Activity:
The lines to reproduce run from the one containing "of the curly" through the end of the records below. Reproduce them exactly and add nothing.

Recorded data:
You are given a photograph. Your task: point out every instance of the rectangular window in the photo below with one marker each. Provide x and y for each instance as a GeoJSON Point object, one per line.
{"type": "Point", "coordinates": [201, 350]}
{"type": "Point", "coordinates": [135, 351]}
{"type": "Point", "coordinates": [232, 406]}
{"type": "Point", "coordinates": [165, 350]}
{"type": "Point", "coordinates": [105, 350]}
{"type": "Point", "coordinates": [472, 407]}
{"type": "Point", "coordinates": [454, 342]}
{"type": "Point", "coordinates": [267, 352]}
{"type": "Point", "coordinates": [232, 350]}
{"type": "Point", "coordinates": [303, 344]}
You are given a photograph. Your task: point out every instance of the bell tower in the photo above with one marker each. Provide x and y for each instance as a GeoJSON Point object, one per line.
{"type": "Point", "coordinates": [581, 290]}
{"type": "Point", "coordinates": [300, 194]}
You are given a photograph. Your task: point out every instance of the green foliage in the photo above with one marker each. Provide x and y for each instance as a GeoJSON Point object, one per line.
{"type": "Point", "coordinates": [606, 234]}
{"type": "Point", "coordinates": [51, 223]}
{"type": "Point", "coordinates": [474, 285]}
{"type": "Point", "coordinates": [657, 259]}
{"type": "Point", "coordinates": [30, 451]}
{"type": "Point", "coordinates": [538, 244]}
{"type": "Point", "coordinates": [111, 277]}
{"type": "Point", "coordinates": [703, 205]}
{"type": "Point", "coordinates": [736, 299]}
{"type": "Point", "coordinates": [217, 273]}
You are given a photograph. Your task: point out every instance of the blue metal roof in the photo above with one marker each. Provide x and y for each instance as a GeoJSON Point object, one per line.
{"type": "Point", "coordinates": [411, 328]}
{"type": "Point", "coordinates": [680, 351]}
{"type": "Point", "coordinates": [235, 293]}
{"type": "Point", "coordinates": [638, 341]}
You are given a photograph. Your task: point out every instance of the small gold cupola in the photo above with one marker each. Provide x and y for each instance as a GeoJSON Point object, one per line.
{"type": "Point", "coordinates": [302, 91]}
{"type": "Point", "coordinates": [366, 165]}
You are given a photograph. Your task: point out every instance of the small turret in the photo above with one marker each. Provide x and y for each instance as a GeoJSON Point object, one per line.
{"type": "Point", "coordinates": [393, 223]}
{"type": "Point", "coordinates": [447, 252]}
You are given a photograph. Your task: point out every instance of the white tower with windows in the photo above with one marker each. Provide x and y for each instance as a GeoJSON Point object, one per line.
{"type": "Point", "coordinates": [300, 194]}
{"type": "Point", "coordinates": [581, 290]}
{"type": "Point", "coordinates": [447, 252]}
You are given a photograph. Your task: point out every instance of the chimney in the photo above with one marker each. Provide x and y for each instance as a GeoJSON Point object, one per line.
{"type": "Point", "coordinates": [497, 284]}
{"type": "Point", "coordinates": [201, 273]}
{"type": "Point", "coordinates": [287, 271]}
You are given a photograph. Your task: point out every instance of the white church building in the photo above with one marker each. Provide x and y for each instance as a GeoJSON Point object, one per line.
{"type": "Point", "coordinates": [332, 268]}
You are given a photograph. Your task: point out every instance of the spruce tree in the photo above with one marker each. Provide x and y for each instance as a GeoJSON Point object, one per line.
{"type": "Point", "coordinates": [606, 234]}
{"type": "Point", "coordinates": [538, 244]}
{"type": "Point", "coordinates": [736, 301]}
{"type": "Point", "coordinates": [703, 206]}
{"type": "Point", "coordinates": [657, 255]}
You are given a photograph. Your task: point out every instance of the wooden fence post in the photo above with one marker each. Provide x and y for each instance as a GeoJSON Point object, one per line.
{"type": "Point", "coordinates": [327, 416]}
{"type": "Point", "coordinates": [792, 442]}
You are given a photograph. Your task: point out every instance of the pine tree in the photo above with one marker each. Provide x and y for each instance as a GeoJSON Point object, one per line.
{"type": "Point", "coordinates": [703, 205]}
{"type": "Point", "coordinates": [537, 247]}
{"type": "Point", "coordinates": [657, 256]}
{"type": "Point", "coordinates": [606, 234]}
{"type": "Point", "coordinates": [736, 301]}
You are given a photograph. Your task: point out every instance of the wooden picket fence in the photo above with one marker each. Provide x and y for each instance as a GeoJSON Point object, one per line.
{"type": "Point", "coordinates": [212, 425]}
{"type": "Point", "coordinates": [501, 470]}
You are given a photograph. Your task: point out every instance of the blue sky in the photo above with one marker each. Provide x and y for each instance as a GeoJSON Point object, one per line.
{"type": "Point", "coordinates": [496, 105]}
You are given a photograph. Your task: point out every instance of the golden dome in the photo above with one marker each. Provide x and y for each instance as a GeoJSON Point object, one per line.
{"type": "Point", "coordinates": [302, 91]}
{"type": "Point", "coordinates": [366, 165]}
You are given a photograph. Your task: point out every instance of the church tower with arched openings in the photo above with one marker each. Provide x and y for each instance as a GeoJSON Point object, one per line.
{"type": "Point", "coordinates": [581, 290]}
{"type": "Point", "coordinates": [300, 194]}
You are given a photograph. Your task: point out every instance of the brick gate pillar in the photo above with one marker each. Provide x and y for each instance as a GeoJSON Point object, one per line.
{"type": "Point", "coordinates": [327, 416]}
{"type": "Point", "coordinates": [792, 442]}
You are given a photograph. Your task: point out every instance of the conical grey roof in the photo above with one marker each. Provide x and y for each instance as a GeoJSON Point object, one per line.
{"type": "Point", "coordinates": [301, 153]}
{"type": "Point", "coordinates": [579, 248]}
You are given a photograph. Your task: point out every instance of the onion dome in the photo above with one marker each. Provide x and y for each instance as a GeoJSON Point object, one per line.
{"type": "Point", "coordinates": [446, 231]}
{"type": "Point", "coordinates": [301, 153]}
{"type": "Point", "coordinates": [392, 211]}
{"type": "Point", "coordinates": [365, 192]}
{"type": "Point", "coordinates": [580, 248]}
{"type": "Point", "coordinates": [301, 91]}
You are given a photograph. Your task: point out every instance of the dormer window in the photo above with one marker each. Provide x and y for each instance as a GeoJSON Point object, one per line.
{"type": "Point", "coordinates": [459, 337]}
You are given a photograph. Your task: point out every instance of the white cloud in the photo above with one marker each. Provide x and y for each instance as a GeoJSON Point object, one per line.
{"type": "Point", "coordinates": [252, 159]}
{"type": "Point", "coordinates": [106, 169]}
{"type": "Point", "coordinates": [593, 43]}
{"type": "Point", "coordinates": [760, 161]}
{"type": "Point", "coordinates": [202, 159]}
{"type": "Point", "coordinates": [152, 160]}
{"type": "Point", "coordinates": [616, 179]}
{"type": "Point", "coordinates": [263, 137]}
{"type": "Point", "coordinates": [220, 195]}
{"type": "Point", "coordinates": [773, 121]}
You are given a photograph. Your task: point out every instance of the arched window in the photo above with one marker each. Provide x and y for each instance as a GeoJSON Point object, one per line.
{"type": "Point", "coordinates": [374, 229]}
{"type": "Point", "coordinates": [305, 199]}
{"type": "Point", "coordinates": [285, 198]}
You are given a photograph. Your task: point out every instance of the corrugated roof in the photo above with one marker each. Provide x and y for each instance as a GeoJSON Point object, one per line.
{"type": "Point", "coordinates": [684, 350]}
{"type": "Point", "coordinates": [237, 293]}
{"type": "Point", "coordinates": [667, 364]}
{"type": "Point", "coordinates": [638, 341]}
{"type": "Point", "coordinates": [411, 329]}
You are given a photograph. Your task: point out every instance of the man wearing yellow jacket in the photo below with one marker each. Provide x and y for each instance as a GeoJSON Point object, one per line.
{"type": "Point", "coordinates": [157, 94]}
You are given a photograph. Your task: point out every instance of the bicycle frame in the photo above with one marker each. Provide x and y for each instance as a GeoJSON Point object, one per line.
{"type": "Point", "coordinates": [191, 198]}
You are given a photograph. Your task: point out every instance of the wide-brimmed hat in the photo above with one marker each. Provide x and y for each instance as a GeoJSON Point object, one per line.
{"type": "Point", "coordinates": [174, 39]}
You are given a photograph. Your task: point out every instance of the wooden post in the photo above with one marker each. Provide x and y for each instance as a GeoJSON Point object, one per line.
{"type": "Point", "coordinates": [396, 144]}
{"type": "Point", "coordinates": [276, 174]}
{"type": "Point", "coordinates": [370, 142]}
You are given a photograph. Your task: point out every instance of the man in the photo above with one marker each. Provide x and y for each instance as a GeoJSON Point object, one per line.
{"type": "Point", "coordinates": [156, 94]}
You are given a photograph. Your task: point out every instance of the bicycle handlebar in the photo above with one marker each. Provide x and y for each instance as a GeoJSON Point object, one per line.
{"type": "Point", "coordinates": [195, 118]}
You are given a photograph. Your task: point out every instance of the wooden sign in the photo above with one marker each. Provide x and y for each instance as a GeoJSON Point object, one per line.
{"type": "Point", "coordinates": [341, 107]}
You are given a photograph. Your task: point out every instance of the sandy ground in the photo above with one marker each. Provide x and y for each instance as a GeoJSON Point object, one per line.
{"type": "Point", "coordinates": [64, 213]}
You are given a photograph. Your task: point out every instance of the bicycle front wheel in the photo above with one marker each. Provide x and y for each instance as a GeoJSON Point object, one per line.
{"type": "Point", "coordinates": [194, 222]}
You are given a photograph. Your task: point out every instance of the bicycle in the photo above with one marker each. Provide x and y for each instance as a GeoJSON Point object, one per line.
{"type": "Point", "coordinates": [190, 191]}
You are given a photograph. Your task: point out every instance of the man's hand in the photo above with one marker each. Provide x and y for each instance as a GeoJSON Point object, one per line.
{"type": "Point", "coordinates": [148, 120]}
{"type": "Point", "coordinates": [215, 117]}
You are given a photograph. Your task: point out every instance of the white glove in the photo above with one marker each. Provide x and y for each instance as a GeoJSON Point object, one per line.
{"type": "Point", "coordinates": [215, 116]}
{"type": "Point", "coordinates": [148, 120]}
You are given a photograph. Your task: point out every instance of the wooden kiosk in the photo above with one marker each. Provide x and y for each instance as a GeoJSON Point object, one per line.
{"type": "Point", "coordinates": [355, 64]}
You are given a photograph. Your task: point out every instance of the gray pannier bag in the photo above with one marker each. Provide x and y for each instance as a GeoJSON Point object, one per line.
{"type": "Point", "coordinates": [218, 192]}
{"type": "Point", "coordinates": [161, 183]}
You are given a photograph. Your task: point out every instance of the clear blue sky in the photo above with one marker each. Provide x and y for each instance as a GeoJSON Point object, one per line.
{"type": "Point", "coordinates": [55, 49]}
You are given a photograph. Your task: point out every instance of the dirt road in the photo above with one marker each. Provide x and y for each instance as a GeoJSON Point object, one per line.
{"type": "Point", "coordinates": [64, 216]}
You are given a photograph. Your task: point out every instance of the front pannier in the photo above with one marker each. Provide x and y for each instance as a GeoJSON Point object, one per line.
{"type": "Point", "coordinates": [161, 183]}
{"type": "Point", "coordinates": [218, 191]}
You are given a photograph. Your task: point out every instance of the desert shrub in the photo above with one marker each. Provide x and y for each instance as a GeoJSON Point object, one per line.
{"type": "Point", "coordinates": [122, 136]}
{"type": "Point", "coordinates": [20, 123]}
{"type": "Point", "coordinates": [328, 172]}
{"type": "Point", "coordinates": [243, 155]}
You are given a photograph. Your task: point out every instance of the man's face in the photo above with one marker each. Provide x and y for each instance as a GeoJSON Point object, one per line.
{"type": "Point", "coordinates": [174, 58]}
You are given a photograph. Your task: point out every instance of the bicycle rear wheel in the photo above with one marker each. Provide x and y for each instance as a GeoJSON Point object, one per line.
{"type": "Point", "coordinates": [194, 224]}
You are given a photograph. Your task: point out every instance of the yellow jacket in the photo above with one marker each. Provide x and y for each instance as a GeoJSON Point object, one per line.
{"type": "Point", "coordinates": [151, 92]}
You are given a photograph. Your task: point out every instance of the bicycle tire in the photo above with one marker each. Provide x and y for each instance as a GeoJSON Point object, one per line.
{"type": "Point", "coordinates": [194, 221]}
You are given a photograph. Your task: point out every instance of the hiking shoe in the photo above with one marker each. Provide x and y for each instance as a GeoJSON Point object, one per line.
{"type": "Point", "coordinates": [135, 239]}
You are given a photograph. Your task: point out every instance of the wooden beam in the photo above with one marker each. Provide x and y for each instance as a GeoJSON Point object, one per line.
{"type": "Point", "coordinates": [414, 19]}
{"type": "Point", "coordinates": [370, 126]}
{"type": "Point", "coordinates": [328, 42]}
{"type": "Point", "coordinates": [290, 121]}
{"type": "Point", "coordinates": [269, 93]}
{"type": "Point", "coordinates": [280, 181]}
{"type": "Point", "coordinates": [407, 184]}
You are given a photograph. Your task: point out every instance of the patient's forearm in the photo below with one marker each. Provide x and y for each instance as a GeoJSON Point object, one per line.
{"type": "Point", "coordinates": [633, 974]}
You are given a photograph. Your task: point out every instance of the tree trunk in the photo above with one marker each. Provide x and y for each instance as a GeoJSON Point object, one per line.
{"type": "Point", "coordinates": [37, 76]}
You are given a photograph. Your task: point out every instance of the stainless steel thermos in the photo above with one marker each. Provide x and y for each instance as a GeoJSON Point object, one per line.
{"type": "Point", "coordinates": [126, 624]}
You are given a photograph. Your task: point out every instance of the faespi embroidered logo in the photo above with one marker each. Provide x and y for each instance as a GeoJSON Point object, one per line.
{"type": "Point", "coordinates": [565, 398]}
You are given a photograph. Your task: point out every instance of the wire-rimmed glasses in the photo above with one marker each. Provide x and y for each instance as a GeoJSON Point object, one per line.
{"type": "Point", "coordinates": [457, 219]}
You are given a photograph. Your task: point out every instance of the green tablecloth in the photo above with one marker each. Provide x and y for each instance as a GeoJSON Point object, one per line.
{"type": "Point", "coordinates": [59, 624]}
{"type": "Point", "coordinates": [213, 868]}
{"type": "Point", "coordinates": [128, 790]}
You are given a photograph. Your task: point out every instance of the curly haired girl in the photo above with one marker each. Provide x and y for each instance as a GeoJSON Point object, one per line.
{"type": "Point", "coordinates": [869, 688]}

Solution to this problem:
You are given a photograph. Your task: point out every instance of the curly haired girl in the photo above with one marker each. Provide x and y for each instance as a GeoJSON Point object, one per line.
{"type": "Point", "coordinates": [869, 688]}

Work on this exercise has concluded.